Blessed Trinity Roman Catholic College is a coeducational Roman Catholic secondary school located in Burnley, Lancashire, England.

History
The school opened in 2006 as part of ambitious plan to replace all of the district's 11 to 16 schools, funded by a government public–private partnership programme called Building Schools for the Future. It was formed from the merger of St Theodore's Boys High School and St Hilda's Girls' High School and initially occupied split sites of the former St Hilda's and Habergham Sixth Form Centre. Bernadette Bleasdale, who had been the head of St Hilda's since 1992, became the new school's first head teacher.

Former schools
St Theodore's RC High School was a boys' 11 to 16 school with a mixed sixth form.

St Hilda's RC High School was a girls' high school, which originally opened in 1954.

History
Following an inspection by Ofsted in 2008, Blessed Trinity was awarded the status of a "good school, with outstanding elements".
+--
EXERCISE DETAILS
Please carry on the account of Blessed Trinity Roman Catholic College above, starting right after its final sentence.

RECORDS PROVIDED
+--
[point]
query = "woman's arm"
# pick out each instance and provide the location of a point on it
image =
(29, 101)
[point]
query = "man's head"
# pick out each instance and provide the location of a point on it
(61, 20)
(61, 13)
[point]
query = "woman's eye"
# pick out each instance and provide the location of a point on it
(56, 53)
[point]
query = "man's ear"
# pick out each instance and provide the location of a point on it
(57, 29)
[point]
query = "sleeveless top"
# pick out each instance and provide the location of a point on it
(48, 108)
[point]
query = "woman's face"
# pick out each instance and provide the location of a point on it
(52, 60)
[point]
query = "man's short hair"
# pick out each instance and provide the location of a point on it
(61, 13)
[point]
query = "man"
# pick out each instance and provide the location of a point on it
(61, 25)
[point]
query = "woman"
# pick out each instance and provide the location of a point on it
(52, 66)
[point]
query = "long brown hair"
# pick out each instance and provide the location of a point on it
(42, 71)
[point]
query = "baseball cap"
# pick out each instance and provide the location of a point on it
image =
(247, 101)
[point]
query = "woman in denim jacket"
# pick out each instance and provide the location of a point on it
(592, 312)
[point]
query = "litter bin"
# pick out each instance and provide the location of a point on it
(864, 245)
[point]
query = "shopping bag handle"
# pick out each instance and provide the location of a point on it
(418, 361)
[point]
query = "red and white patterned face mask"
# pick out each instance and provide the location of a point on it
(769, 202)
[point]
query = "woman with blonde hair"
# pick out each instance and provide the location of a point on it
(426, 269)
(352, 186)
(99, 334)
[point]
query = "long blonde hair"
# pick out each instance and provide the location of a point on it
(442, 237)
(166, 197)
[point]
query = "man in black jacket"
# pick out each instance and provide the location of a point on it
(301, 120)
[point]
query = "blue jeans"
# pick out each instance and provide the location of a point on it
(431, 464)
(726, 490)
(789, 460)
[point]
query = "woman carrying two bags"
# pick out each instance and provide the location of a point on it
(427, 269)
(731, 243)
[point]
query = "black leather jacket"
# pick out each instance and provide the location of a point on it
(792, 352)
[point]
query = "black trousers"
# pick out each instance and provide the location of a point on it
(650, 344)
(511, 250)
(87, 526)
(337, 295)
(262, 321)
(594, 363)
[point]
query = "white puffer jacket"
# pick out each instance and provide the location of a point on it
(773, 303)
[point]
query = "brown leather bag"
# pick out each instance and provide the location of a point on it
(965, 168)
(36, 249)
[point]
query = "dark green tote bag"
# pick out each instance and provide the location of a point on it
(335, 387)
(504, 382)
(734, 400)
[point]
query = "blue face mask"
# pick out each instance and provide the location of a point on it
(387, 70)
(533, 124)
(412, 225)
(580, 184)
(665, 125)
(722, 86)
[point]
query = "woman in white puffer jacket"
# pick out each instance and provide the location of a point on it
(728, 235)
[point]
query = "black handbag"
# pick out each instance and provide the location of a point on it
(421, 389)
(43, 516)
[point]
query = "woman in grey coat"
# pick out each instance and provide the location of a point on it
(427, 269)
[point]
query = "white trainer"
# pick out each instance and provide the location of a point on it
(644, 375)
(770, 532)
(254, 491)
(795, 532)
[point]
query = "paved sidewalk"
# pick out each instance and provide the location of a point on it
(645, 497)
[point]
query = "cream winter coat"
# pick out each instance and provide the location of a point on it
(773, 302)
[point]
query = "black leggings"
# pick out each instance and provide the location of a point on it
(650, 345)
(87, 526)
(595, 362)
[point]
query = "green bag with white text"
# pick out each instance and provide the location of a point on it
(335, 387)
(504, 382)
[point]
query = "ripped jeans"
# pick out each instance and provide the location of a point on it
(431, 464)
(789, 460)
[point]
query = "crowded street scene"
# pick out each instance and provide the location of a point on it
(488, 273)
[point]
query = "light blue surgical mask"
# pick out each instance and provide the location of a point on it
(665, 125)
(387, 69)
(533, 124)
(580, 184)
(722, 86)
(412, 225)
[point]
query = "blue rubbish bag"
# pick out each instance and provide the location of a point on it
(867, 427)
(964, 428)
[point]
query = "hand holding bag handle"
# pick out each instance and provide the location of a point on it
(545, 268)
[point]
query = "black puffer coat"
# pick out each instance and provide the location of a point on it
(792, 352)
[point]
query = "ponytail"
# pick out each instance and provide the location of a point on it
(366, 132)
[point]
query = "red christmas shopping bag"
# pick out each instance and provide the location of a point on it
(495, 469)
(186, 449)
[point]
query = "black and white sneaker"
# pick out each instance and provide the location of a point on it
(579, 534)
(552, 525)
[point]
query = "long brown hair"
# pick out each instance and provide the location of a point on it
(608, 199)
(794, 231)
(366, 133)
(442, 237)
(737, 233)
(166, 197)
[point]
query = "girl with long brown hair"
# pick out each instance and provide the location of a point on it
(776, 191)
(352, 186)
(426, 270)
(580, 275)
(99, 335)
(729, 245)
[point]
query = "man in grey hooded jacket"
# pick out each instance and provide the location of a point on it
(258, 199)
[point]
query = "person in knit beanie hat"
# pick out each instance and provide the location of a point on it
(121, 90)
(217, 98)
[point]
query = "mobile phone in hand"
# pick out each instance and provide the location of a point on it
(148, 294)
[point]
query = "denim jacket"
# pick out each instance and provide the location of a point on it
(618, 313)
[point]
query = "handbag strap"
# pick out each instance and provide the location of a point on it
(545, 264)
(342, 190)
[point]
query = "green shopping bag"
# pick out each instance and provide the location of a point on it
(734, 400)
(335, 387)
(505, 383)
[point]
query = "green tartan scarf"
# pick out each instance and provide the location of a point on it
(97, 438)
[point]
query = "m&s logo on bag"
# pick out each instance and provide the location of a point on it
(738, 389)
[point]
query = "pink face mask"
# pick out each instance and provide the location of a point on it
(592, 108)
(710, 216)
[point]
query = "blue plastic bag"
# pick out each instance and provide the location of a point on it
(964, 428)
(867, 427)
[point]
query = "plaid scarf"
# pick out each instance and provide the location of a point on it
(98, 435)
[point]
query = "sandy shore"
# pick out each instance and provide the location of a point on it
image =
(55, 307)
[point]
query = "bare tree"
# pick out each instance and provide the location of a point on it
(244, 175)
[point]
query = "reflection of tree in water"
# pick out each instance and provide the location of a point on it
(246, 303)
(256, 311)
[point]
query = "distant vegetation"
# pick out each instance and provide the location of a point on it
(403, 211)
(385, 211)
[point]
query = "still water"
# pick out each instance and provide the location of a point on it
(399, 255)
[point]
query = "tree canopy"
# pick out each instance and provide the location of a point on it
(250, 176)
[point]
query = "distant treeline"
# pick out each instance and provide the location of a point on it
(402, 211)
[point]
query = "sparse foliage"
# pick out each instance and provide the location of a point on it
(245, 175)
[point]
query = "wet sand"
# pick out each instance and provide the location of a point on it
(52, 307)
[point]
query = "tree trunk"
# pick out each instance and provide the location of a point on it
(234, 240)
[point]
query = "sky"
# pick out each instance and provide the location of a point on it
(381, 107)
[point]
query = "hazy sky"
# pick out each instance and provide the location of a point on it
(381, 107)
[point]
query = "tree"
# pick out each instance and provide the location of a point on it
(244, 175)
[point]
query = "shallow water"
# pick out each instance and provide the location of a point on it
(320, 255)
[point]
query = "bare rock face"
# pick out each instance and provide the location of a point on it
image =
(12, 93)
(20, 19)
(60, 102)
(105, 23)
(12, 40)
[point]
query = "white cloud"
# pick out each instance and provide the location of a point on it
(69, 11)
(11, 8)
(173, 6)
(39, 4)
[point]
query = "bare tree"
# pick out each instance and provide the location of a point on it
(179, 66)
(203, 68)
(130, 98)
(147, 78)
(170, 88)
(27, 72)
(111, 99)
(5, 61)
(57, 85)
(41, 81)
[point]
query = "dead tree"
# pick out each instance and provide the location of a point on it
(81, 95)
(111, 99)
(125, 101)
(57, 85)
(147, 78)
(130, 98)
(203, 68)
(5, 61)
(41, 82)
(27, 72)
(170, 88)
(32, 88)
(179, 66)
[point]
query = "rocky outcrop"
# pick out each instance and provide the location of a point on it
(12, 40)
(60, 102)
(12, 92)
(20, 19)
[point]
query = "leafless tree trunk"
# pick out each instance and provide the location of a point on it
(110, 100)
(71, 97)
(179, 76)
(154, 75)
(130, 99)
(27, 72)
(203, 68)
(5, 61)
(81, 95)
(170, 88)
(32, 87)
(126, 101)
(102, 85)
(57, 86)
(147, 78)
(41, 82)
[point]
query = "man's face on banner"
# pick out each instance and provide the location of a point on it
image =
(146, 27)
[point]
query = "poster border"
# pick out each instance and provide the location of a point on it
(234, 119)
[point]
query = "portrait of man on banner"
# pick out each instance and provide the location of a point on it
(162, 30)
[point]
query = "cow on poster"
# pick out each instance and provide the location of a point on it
+--
EXERCISE OUTPUT
Shortly after Ofsted placed the school in special measures in 2011, Bleasdale announced her retirement. Richard Varey took over as head teacher, and the school exited special measures in 2013.

New building
Demolition started on the former St Theodore's site in 2008, and the school moved into a new £24m building in 2010. The new college holds approximately 1,000 students, and will eventually hold a 1,250 capacity.

Academy
Previously a voluntary aided school administered by Lancashire County Council, Blessed Trinity converted to academy status in 2020. The school is now sponsored by the Romero Catholic Academy Trust.

Attainment

In 2007, the school's value-added measure was 1006.7 (national average 1000). In 2010, the school was again the highest performing in the borough in terms of GCSE results.

The DfE figures released in 2011 showed Blessed Trinity to be the only school in Burnley in which more than half the pupils achieved five good passes in their GCSEs, including English and Maths.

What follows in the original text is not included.